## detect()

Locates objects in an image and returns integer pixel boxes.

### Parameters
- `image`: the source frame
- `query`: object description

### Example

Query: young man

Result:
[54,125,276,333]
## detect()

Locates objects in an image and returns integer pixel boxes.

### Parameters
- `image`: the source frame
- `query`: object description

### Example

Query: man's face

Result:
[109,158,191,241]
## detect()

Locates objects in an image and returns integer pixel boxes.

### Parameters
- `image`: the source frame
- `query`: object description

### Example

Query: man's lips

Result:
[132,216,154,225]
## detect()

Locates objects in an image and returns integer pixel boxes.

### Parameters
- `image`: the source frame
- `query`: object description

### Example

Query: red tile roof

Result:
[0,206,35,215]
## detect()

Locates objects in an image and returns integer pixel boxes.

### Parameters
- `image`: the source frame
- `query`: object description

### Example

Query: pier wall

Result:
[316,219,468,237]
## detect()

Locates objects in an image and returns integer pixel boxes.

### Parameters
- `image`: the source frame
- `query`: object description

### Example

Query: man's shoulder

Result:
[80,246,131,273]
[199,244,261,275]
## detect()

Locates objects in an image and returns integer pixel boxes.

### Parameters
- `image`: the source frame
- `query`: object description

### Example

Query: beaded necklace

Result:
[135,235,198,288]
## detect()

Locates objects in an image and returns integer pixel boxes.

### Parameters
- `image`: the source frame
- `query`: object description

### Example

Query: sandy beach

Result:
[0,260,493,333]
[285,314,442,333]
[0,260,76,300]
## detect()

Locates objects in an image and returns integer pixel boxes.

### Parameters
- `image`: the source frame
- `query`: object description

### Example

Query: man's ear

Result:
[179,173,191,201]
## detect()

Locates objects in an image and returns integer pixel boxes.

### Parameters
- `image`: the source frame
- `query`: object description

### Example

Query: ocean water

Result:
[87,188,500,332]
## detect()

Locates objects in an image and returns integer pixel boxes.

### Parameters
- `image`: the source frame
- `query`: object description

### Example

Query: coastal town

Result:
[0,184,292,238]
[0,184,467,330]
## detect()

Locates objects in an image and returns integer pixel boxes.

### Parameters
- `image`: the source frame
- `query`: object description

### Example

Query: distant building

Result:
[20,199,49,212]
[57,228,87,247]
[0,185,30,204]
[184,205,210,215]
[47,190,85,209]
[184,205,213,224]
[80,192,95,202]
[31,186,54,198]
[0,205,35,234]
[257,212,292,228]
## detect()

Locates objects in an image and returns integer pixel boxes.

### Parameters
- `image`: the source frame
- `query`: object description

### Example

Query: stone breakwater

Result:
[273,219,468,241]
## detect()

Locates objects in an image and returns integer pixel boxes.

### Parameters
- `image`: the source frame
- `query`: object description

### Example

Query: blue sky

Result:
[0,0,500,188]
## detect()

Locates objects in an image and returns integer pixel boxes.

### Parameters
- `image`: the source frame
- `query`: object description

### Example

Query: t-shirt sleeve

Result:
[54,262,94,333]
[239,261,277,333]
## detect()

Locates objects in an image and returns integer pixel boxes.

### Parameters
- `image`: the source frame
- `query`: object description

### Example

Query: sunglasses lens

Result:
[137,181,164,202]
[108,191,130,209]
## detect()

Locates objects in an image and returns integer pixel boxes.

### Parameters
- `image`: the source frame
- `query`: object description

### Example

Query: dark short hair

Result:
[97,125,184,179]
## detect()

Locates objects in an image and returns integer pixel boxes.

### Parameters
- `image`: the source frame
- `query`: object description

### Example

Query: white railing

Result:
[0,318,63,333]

----------

AIM OF THE TASK:
Rewrite all of the data above as a Markdown table with two columns, Row and Line. Put each non-blank line in its own row, numbered in order, and skip blank lines.

RESULT OF THIS EXERCISE:
| Row | Line |
|---|---|
| 1 | ## detect() |
| 2 | Locates objects in an image and returns integer pixel boxes. |
| 3 | ### Parameters |
| 4 | - `image`: the source frame |
| 5 | - `query`: object description |
| 6 | ### Example |
| 7 | Query: young man |
| 8 | Result: |
| 9 | [54,125,276,333] |
| 10 | ## detect() |
| 11 | Locates objects in an image and returns integer pixel boxes. |
| 12 | ### Parameters |
| 13 | - `image`: the source frame |
| 14 | - `query`: object description |
| 15 | ### Example |
| 16 | Query: man's face |
| 17 | Result: |
| 18 | [109,158,191,241] |
| 19 | ## detect() |
| 20 | Locates objects in an image and returns integer pixel boxes. |
| 21 | ### Parameters |
| 22 | - `image`: the source frame |
| 23 | - `query`: object description |
| 24 | ### Example |
| 25 | Query: man's lips |
| 26 | Result: |
| 27 | [132,216,154,225] |
| 28 | ## detect() |
| 29 | Locates objects in an image and returns integer pixel boxes. |
| 30 | ### Parameters |
| 31 | - `image`: the source frame |
| 32 | - `query`: object description |
| 33 | ### Example |
| 34 | Query: red tile roof |
| 35 | Result: |
| 36 | [0,206,35,215] |
| 37 | ## detect() |
| 38 | Locates objects in an image and returns integer pixel boxes. |
| 39 | ### Parameters |
| 40 | - `image`: the source frame |
| 41 | - `query`: object description |
| 42 | ### Example |
| 43 | Query: pier wall |
| 44 | Result: |
| 45 | [316,219,468,237] |
| 46 | ## detect() |
| 47 | Locates objects in an image and returns integer pixel boxes. |
| 48 | ### Parameters |
| 49 | - `image`: the source frame |
| 50 | - `query`: object description |
| 51 | ### Example |
| 52 | Query: man's shoulder |
| 53 | Result: |
| 54 | [80,246,131,273] |
| 55 | [199,244,261,275] |
| 56 | ## detect() |
| 57 | Locates objects in an image and returns integer pixel boxes. |
| 58 | ### Parameters |
| 59 | - `image`: the source frame |
| 60 | - `query`: object description |
| 61 | ### Example |
| 62 | Query: beaded necklace |
| 63 | Result: |
| 64 | [135,235,198,288] |
| 65 | ## detect() |
| 66 | Locates objects in an image and returns integer pixel boxes. |
| 67 | ### Parameters |
| 68 | - `image`: the source frame |
| 69 | - `query`: object description |
| 70 | ### Example |
| 71 | Query: sandy beach |
| 72 | Result: |
| 73 | [0,260,493,333] |
| 74 | [285,314,442,333] |
| 75 | [0,260,76,300] |
| 76 | ## detect() |
| 77 | Locates objects in an image and returns integer pixel boxes. |
| 78 | ### Parameters |
| 79 | - `image`: the source frame |
| 80 | - `query`: object description |
| 81 | ### Example |
| 82 | Query: man's ear |
| 83 | Result: |
| 84 | [179,173,191,201] |
| 85 | ## detect() |
| 86 | Locates objects in an image and returns integer pixel boxes. |
| 87 | ### Parameters |
| 88 | - `image`: the source frame |
| 89 | - `query`: object description |
| 90 | ### Example |
| 91 | Query: ocean water |
| 92 | Result: |
| 93 | [87,188,500,332] |
| 94 | ## detect() |
| 95 | Locates objects in an image and returns integer pixel boxes. |
| 96 | ### Parameters |
| 97 | - `image`: the source frame |
| 98 | - `query`: object description |
| 99 | ### Example |
| 100 | Query: coastal town |
| 101 | Result: |
| 102 | [0,184,292,238] |
| 103 | [0,184,467,330] |
| 104 | ## detect() |
| 105 | Locates objects in an image and returns integer pixel boxes. |
| 106 | ### Parameters |
| 107 | - `image`: the source frame |
| 108 | - `query`: object description |
| 109 | ### Example |
| 110 | Query: distant building |
| 111 | Result: |
| 112 | [20,199,49,212] |
| 113 | [57,228,87,247] |
| 114 | [0,185,30,204] |
| 115 | [184,205,210,215] |
| 116 | [47,190,85,209] |
| 117 | [184,205,213,224] |
| 118 | [80,192,95,202] |
| 119 | [31,186,54,198] |
| 120 | [0,205,35,234] |
| 121 | [257,212,292,228] |
| 122 | ## detect() |
| 123 | Locates objects in an image and returns integer pixel boxes. |
| 124 | ### Parameters |
| 125 | - `image`: the source frame |
| 126 | - `query`: object description |
| 127 | ### Example |
| 128 | Query: stone breakwater |
| 129 | Result: |
| 130 | [273,219,468,241] |
| 131 | ## detect() |
| 132 | Locates objects in an image and returns integer pixel boxes. |
| 133 | ### Parameters |
| 134 | - `image`: the source frame |
| 135 | - `query`: object description |
| 136 | ### Example |
| 137 | Query: blue sky |
| 138 | Result: |
| 139 | [0,0,500,188] |
| 140 | ## detect() |
| 141 | Locates objects in an image and returns integer pixel boxes. |
| 142 | ### Parameters |
| 143 | - `image`: the source frame |
| 144 | - `query`: object description |
| 145 | ### Example |
| 146 | Query: t-shirt sleeve |
| 147 | Result: |
| 148 | [54,262,94,333] |
| 149 | [239,261,277,333] |
| 150 | ## detect() |
| 151 | Locates objects in an image and returns integer pixel boxes. |
| 152 | ### Parameters |
| 153 | - `image`: the source frame |
| 154 | - `query`: object description |
| 155 | ### Example |
| 156 | Query: sunglasses lens |
| 157 | Result: |
| 158 | [137,181,164,202] |
| 159 | [108,191,130,209] |
| 160 | ## detect() |
| 161 | Locates objects in an image and returns integer pixel boxes. |
| 162 | ### Parameters |
| 163 | - `image`: the source frame |
| 164 | - `query`: object description |
| 165 | ### Example |
| 166 | Query: dark short hair |
| 167 | Result: |
| 168 | [97,125,184,179] |
| 169 | ## detect() |
| 170 | Locates objects in an image and returns integer pixel boxes. |
| 171 | ### Parameters |
| 172 | - `image`: the source frame |
| 173 | - `query`: object description |
| 174 | ### Example |
| 175 | Query: white railing |
| 176 | Result: |
| 177 | [0,318,63,333] |